TEXT SECTION:
— Start —
# Ducking on LS9



## Destrox (May 12, 2010)

How do I set up ducking on the Yamaha LS9? I've looked through the manual but I still can't figure it out. For some reason it will only duck channel 23 when 23's input exceeds the amount instead of using 22's input like it's set to do (Key In Source is set to Ch22 Post EQ). So what am I doing wrong?


----------



## mixmaster (May 12, 2010)

Not something I do often with mine, but I seem to remember having to use a bus as the key input???


----------



## DaveySimps (May 12, 2010)

My guess is that there is some issue with your input routing. If you want to email me your show file, I'd be happy to look at it more closely for you.

~Dave


----------



## jaightaylor (May 13, 2010)

On the 01V to duck, you have to designate a channel to key off of in the dynamics tab. If memory serves correctly, it has to be in the same layer. I don't know if the LS9 has that same limitation or not.


----------



## Destrox (May 13, 2010)

Hmm, well I tried switching which channels to key off of and it works now. It even works wwith my original channel. Not sure what changed though. Thanks for the help!


----------



## Morpheus (May 13, 2010)

do you have to 'turn on' the key input?


----------



## jpreilley (May 19, 2013)

It is not as easy as one would think...

First all your sources and what you want passed need to be in the same group. On the LS9 all channels are grouped in eights.

Also, this method only allows one source to duck the music. I guess you could assign a bunch of mics to a mix, have those mics unassigned to your mains(mono or stereo), and have that mix assigned to your mains(mono or stereo). Confusing, aint it?
— End —
PROBLEMS TO SOLVE:
1/ In the LS9 ducking thread, rewrite the paragraph beginning "On the 01V to duck" as a short bulleted list that keeps its main facts.
2/ Extend the LS9 ducking thread past its final post, "Confusing, aint it?"
The records have no connection to the LS9 ducking thread.

(Location annotation dataset excerpts)
— Start —
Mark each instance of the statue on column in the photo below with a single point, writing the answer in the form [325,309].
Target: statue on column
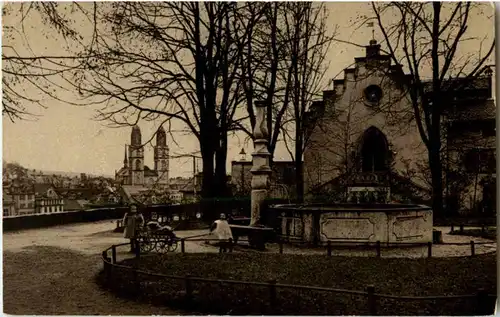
[261,171]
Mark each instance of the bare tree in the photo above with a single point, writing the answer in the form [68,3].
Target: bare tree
[170,61]
[309,42]
[430,35]
[28,76]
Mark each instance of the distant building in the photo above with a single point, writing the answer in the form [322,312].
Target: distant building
[20,199]
[9,206]
[134,171]
[47,199]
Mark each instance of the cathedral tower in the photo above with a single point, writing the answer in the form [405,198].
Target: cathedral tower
[136,156]
[161,156]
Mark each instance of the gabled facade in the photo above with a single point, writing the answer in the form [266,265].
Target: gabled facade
[47,199]
[363,141]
— End —
EXPECTED OUTPUTS:
1/
- On the 01V, ducking requires designating a channel to key off of in the dynamics tab.
- As the poster recalls, that key channel has to be in the same layer.
- The poster doesn't know whether the LS9 has the same limitation.

2/
So as it is now I have a wireless mic on channel two and music on channel 7:

I go to channel 7, select dynamic 1, select ducking, for key in source I select channe 2l(or mix as I suggested, but haven't tried above), then adjust all parameters accordingly.

Forgot to mention I don't use the ducking, rather compressor. The ducker seemed a little too aggressive no matter what I did. The compressor was much better. I stomped on it, but works well.


----------



## jpreilley (May 19, 2013)

jpreilley said:


> It is not as easy as one would think...
> 
> First all your sources and what you want passed need to be in the same group. On the LS9 all channels are grouped in eights.
> 
> ...



Realize now that this thread is old. Wow?

Anyways. You can have multiple sources assigned to the "key in source" via a mix. Just make sure the sources to this mix are unassinged to mono or stereo and that the mix is assigned to mono or stereo.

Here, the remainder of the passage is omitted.